[START Passage]

Re: [PERFORM] A Better External Sort?

From: PFC <lists(at)boutiquenumerique(dot)com>
To: rjpeace(at)earthlink(dot)net
Cc: "Pg Hackers" <pgsql-hackers(at)postgresql(dot)org>, pgsql-performance(at)postgresql(dot)org
Subject: Re: [PERFORM] A Better External Sort?
Date: 2005-09-29 16:10:29
Message-ID: op.sxvgjrceth1vuj@localhost
Views: Raw Message | Whole Thread | Download mbox | Resend email
Thread:
Lists: pgsql-hackers pgsql-performance


Just to add a little anarchy in your nice debate...

Who really needs all the results of a sort on your terabyte table ?

I guess not many people do a SELECT from such a table and want all the
results. So, this leaves :
- Really wanting all the results, to fetch using a cursor,
- CLUSTER type things, where you really want everything in order,
- Aggregates (Sort->GroupAggregate), which might really need to sort the
whole table.
- Complex queries where the whole dataset needs to be examined, in order
to return a few values
- Joins (again, the whole table is probably not going to be selected)
- And the ones I forgot.

However,

Most likely you only want to SELECT N rows, in some ordering :
- the first N (ORDER BY x LIMIT N)
- last N (ORDER BY x DESC LIMIT N)

[END Passage]
[START Extracted information]

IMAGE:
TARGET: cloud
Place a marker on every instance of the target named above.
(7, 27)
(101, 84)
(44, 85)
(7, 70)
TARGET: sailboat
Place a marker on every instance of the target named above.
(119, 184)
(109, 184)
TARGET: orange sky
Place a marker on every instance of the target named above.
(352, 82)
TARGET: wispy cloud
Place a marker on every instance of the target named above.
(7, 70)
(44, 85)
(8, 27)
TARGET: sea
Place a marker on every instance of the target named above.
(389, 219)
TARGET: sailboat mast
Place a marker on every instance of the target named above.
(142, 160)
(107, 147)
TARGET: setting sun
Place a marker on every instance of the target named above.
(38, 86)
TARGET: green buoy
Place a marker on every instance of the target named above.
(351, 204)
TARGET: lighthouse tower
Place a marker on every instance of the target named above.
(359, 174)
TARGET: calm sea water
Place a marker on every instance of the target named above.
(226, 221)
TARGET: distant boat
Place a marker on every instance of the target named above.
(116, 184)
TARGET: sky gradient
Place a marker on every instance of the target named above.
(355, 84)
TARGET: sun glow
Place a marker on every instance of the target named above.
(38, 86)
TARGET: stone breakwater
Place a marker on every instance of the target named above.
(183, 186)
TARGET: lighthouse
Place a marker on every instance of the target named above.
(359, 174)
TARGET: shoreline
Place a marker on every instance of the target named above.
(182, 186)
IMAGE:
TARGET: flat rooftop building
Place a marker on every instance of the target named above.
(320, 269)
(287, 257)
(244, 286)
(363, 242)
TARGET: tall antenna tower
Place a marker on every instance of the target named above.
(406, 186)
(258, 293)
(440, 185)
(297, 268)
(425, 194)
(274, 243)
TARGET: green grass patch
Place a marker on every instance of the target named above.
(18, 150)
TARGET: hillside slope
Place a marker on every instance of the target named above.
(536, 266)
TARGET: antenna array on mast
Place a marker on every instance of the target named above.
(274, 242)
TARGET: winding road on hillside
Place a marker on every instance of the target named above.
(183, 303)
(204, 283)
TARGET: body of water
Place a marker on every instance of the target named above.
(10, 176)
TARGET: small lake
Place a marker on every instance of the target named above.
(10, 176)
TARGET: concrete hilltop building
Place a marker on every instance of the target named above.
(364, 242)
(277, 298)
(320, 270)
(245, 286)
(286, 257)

[END Extracted information]

▶ [What the exercise asks] Quote the sorting post word for word, starting at "Who really needs" and ending at "whole table.".

▶ [The output]
Who really needs all the results of a sort on your terabyte table ?

I guess not many people do a SELECT from such a table and want all the
results. So, this leaves :
- Really wanting all the results, to fetch using a cursor,
- CLUSTER type things, where you really want everything in order,
- Aggregates (Sort->GroupAggregate), which might really need to sort the
whole table.